| What to produce |
Leave the pictures aside and write out exactly every line from the one containing "the gorilla's arm" through the last line.

— begin —

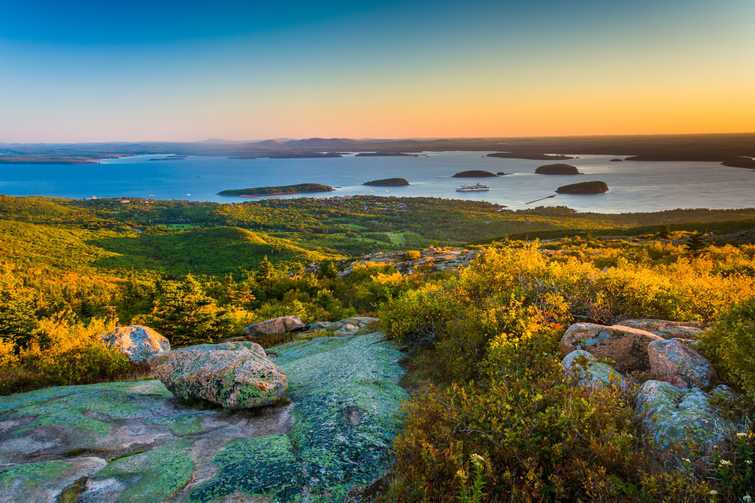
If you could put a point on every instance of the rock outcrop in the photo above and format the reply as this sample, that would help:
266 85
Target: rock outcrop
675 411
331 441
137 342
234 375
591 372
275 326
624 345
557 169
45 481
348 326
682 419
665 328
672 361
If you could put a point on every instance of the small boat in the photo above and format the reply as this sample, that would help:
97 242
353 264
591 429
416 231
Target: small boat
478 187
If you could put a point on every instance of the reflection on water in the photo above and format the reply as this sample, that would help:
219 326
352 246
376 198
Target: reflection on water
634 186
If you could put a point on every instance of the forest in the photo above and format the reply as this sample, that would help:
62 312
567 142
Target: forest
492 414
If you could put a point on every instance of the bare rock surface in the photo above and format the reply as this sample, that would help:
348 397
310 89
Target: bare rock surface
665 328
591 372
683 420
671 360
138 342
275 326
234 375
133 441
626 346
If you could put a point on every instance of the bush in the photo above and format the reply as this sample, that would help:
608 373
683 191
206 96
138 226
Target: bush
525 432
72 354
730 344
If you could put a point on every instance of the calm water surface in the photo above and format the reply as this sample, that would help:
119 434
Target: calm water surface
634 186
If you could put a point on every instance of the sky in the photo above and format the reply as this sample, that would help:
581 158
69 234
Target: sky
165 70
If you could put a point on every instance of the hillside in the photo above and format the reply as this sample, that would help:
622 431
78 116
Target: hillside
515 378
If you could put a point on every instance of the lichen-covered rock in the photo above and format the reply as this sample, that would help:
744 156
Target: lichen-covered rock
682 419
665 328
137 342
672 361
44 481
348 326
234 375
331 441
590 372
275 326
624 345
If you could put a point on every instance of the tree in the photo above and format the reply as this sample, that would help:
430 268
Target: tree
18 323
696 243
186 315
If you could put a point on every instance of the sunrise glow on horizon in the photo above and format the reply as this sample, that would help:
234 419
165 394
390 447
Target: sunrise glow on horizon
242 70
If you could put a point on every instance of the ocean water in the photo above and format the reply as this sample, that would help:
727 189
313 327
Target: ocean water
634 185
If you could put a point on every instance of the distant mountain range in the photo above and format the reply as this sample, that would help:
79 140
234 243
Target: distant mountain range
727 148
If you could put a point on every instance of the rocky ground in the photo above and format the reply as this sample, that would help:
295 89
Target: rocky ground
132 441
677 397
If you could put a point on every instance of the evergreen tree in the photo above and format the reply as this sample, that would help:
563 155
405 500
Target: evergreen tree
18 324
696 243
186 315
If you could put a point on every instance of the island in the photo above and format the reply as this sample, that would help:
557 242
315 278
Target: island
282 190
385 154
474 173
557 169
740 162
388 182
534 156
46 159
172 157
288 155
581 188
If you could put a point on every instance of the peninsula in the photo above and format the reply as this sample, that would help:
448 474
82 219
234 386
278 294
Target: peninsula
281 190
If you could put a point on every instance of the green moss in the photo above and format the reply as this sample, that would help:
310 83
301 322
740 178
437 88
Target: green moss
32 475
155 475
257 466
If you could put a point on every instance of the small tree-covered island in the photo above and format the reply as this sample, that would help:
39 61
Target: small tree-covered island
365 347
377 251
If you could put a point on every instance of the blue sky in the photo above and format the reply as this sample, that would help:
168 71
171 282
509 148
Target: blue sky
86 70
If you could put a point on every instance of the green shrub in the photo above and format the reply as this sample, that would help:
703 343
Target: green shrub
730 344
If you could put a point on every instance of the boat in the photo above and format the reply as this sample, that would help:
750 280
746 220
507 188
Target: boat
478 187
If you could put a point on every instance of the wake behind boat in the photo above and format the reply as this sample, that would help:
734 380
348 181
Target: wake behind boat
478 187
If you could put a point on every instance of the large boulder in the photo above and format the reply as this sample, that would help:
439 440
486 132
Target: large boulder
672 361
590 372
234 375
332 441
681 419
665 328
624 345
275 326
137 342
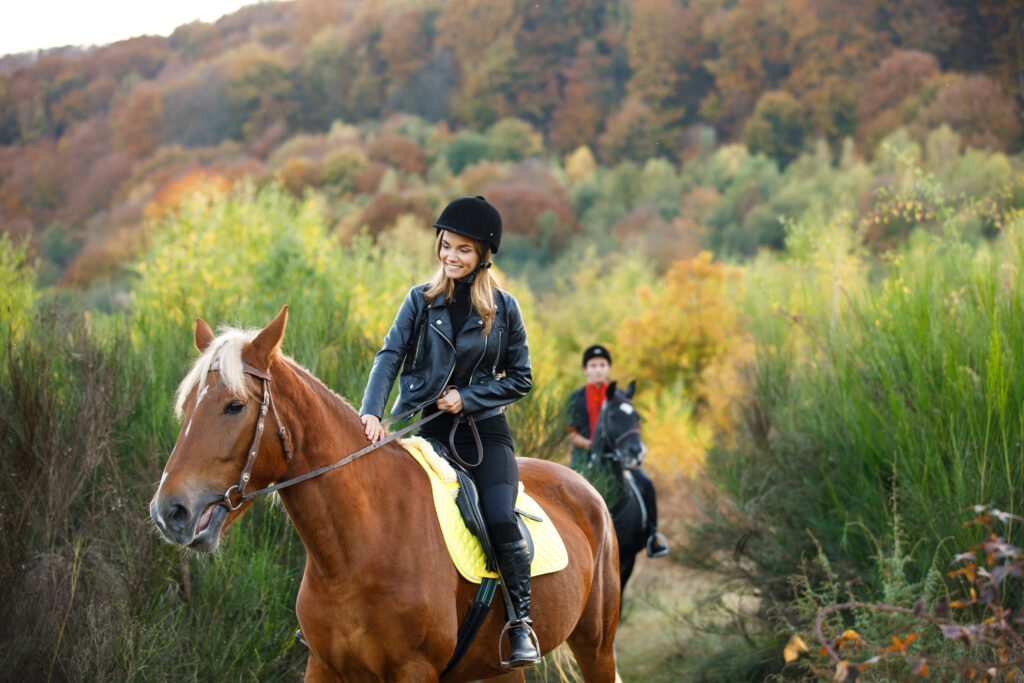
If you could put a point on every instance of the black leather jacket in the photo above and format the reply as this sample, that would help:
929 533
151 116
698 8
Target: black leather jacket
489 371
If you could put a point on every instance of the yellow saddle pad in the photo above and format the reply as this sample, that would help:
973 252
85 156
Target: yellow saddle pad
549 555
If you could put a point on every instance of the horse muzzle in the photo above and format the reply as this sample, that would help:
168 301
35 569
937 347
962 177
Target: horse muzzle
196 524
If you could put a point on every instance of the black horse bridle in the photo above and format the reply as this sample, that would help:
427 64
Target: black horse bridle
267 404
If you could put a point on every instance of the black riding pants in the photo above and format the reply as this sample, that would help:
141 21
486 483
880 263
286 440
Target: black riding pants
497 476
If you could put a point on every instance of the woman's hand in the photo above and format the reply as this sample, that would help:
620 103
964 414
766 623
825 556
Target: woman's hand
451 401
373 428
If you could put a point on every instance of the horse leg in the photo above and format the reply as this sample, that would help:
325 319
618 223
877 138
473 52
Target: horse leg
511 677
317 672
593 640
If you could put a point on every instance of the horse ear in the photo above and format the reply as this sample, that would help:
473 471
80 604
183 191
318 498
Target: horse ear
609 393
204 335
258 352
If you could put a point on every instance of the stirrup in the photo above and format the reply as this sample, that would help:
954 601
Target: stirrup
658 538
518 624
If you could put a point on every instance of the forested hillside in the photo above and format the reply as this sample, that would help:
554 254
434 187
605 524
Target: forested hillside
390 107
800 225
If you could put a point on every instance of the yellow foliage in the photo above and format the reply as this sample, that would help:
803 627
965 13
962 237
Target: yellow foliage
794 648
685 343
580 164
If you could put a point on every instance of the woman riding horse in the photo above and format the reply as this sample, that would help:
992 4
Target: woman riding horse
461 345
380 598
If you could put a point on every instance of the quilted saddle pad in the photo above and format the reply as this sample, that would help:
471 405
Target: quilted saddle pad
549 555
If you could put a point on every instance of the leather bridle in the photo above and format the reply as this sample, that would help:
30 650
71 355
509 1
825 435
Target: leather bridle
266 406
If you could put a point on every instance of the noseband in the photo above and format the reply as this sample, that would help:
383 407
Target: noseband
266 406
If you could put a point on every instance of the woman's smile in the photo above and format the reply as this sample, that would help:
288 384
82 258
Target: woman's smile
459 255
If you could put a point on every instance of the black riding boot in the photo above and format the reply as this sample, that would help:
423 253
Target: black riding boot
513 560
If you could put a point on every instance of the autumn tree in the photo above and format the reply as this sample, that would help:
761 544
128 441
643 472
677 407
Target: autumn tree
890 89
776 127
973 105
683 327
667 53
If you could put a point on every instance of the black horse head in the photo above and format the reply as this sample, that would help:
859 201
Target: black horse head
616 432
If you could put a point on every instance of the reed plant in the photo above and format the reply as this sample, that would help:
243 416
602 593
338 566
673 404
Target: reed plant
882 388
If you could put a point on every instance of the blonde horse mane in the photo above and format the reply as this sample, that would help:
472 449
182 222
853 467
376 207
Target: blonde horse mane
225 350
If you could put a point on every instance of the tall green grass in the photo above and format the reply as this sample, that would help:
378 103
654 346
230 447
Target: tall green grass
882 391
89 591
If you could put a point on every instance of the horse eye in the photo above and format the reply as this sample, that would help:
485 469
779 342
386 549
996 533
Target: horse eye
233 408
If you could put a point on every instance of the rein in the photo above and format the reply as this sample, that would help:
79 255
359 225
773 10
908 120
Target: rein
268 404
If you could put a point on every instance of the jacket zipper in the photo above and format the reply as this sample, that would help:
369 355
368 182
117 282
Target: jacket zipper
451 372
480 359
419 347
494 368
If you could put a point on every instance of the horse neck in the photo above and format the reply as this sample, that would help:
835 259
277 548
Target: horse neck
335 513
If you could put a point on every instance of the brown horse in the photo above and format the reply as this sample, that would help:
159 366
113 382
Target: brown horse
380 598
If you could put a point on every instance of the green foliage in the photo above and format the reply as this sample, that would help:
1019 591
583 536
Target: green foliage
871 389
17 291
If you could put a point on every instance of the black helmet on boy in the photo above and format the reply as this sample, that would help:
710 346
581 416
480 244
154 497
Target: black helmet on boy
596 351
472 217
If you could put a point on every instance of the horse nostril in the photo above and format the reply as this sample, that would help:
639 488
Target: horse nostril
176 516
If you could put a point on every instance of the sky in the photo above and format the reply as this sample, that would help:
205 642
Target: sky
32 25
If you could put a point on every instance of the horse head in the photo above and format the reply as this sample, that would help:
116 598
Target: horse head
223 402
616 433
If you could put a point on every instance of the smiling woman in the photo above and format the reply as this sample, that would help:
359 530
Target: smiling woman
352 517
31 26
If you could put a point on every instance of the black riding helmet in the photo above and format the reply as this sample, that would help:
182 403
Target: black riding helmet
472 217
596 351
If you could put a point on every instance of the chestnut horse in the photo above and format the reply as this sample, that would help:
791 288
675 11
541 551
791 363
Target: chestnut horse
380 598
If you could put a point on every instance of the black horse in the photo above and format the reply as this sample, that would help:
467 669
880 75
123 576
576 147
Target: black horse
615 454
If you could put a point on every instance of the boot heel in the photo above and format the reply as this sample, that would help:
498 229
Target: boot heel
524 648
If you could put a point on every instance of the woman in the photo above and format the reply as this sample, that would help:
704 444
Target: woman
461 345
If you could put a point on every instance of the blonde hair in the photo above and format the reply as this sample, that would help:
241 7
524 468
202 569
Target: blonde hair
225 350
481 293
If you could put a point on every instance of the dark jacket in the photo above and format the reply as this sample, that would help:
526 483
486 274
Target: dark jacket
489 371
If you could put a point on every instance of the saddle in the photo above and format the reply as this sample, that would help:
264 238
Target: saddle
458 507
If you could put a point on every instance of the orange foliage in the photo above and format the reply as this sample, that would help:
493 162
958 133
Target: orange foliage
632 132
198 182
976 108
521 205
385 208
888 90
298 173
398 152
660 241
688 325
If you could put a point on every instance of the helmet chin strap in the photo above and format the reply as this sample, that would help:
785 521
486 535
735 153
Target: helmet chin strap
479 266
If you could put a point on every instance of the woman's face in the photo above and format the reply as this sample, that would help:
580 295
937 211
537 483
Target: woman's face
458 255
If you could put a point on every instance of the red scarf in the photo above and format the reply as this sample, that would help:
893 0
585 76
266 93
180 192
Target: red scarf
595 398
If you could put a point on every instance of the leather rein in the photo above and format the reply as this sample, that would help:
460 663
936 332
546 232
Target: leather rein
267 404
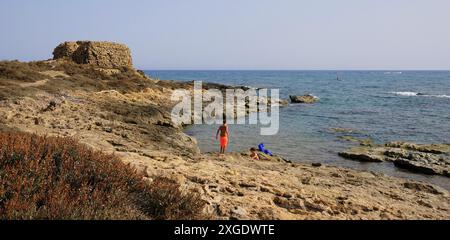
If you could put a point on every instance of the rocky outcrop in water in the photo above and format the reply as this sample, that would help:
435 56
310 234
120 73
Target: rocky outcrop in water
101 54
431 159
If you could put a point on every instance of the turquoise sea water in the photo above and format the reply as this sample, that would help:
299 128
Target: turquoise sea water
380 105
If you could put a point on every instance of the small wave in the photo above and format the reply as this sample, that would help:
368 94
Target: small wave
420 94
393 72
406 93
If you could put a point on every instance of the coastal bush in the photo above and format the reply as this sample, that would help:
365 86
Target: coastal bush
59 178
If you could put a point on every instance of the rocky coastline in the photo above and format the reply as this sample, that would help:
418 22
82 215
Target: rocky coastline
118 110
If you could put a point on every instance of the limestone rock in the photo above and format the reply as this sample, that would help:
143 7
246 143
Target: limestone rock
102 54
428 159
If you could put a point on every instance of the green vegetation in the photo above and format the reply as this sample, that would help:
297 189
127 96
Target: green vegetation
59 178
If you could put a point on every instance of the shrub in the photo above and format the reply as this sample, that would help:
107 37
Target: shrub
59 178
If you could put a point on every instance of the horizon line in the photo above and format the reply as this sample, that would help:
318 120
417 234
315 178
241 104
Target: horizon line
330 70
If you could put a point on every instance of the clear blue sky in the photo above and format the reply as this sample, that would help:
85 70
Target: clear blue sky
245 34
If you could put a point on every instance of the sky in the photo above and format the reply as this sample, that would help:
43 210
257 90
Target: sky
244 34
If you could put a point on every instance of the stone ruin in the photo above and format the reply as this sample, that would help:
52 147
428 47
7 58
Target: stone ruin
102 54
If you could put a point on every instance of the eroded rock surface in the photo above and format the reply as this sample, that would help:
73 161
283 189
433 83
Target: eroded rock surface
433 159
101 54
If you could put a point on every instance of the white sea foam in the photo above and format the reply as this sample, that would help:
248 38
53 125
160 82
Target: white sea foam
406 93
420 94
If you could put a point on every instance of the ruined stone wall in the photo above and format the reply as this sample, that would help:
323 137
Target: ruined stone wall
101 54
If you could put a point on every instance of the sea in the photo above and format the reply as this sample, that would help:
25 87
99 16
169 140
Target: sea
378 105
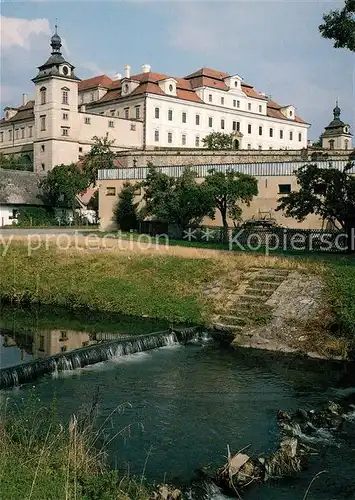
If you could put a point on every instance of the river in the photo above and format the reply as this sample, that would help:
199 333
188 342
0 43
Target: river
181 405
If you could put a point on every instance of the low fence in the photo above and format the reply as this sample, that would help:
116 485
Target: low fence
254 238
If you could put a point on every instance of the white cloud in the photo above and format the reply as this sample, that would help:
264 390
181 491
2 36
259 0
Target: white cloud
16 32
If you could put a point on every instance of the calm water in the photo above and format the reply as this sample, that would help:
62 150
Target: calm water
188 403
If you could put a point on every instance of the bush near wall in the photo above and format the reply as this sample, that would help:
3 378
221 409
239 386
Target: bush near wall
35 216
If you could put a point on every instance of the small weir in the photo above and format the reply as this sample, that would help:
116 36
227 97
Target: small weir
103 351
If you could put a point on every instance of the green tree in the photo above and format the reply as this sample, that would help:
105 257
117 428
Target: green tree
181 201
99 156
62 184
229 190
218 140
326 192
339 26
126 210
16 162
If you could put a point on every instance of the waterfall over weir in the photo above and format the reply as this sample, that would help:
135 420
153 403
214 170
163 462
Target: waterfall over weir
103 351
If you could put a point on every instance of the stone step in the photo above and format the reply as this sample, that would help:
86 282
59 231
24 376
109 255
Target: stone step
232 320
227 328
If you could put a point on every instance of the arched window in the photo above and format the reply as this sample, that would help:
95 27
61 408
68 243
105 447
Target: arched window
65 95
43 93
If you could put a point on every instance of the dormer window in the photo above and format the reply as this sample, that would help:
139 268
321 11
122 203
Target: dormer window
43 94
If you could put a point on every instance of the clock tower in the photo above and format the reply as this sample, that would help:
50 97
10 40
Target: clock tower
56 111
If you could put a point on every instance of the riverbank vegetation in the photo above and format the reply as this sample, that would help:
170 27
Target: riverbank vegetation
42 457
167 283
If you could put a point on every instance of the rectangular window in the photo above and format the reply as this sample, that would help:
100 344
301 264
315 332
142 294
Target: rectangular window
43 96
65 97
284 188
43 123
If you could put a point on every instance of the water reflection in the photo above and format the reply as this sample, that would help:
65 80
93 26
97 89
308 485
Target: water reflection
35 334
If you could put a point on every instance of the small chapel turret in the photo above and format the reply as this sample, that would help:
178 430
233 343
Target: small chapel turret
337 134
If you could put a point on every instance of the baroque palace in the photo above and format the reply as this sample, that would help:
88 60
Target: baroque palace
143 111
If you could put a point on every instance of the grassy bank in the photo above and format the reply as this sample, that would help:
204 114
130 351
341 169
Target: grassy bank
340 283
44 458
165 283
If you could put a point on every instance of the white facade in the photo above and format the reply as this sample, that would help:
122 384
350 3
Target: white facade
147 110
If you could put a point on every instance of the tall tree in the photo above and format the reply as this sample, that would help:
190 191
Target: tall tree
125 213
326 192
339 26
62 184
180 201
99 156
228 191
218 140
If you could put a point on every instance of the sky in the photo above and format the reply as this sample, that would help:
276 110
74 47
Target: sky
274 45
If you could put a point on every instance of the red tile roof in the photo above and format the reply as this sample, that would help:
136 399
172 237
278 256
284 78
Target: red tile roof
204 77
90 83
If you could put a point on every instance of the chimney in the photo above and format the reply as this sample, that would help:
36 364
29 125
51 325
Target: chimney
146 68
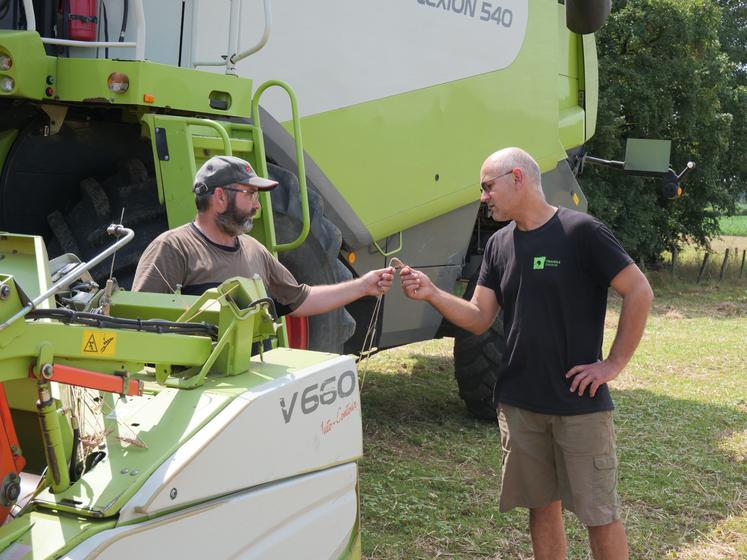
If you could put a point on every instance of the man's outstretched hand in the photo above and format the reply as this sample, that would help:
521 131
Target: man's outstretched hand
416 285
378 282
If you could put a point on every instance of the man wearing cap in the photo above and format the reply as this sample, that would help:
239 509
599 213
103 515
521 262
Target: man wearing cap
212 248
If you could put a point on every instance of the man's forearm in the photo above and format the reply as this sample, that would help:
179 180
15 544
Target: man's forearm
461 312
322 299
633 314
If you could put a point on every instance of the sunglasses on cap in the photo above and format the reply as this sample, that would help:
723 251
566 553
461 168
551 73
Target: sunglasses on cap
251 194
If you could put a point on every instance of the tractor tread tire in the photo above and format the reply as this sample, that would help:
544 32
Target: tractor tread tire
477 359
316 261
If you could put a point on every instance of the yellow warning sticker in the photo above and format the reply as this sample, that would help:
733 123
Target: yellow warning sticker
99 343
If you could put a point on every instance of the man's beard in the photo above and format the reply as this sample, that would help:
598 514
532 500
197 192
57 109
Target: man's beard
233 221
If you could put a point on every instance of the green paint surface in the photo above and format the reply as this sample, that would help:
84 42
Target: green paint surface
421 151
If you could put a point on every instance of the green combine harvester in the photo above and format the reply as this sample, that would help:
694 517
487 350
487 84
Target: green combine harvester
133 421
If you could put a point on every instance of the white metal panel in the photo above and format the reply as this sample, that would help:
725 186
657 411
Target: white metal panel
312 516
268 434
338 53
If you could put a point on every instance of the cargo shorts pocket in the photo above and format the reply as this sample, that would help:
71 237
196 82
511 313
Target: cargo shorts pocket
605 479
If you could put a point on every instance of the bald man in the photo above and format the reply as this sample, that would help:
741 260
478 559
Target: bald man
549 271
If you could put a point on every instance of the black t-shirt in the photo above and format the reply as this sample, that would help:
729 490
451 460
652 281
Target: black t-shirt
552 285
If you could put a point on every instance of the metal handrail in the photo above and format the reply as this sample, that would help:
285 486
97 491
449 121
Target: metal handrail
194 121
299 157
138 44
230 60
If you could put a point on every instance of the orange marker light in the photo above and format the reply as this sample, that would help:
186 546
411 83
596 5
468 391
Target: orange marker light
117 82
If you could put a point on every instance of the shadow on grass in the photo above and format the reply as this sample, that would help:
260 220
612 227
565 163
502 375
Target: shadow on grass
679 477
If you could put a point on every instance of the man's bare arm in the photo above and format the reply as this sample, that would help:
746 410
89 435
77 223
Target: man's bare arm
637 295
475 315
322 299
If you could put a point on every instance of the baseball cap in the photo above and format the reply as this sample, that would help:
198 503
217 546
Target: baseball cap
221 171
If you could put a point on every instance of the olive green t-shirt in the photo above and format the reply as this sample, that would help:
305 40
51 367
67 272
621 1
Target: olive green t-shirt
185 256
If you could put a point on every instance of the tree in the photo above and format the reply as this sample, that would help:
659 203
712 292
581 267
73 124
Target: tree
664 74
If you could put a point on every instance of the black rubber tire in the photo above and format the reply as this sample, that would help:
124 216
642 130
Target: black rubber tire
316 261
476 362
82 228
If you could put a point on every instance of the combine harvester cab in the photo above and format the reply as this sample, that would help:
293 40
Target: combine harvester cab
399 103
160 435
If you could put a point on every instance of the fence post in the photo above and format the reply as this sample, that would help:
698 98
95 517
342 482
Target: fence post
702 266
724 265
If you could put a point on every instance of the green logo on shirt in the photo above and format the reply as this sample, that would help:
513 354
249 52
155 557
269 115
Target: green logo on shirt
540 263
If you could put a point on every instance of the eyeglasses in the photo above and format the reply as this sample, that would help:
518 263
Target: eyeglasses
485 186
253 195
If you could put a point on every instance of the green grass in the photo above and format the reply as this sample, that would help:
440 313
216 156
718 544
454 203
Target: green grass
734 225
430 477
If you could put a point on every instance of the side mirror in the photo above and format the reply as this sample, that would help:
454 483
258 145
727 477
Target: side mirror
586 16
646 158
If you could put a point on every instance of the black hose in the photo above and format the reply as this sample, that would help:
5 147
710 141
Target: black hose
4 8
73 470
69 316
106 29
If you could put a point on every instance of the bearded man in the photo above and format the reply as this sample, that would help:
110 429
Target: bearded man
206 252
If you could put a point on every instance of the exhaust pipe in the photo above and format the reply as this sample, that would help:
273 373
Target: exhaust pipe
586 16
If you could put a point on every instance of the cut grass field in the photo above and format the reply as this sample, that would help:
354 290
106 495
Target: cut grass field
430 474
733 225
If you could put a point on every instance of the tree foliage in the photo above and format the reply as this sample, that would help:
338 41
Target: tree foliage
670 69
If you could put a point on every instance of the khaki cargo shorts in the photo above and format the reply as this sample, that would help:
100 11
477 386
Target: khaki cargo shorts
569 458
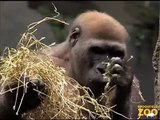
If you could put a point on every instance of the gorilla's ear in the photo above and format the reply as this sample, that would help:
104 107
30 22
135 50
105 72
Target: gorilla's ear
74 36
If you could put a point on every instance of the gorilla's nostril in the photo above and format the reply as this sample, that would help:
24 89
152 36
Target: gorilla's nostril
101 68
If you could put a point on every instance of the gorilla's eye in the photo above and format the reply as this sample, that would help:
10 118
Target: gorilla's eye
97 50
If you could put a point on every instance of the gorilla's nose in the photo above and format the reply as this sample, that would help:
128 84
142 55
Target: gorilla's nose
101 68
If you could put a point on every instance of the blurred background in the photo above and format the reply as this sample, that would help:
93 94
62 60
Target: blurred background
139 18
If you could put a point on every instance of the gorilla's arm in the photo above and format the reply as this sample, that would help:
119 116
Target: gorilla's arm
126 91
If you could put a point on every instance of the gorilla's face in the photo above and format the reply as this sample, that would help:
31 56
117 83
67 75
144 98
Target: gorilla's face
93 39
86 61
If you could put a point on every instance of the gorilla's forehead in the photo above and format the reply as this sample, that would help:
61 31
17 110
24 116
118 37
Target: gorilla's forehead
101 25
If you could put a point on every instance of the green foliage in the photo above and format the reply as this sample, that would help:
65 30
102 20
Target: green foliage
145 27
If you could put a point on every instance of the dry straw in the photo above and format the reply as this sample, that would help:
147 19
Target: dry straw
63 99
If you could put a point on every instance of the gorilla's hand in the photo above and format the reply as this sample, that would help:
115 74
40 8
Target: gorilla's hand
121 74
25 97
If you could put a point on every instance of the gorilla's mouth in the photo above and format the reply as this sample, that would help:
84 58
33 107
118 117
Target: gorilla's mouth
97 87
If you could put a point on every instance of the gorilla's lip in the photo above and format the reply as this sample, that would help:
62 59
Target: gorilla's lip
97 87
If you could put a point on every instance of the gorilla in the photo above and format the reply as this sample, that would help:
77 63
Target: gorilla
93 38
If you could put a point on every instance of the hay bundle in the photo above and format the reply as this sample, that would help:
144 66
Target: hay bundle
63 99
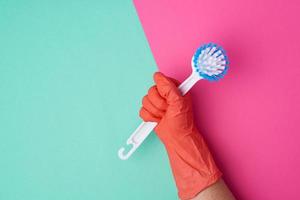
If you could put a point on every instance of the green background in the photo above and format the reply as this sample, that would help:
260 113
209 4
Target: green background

— end —

| Complete response |
If you could put a point on every instance of the gorilla's arm in the photo above and format the reply as this sample, that would help:
119 116
Target: gorilla's arm
126 91
If you could put a point on every instance of the gorilla's face in the photo above and format the reply as this sample, that would help:
31 56
117 83
67 75
144 98
Target: gorilla's face
93 39
86 61
If you could put a point on every instance of the gorilla's forehead in the photo above and format the reply as this sample, that would help:
61 31
17 110
24 116
118 37
Target: gorilla's forehead
101 25
If you could put a point on every instance of the green foliage in the photo above and format the reply as this sample, that would help:
65 30
102 20
Target: green foliage
145 27
If you could put a point on every instance of the dry straw in the photo above and format the reply as this sample, that would help:
147 19
Target: dry straw
63 99
If you could put a point on every instance of the gorilla's hand in the photo above and format the reply as this sample, that would help:
115 74
40 8
Target: gorilla's hand
121 74
25 97
If you could put a point on every instance of the gorilla's mouth in the photo above and format the reply as this sample, that would help:
84 58
33 107
118 117
Target: gorilla's mouth
97 87
If you could put a point on every instance of the gorilla's lip in the photo above and format the reply as this sample, that would help:
62 59
Target: gorilla's lip
97 87
If you could put a point on every instance of the gorilla in the photo above and format the reply as this sample, that would help:
77 63
Target: gorilla
93 38
If you could put a point on every instance of the hay bundle in the photo above and format the reply as this sample, that would help:
144 66
Target: hay bundle
63 99
If you could put a point on every instance of the green background in the photo above and format the reply as this sample, that would help:
260 113
209 4
Target: green background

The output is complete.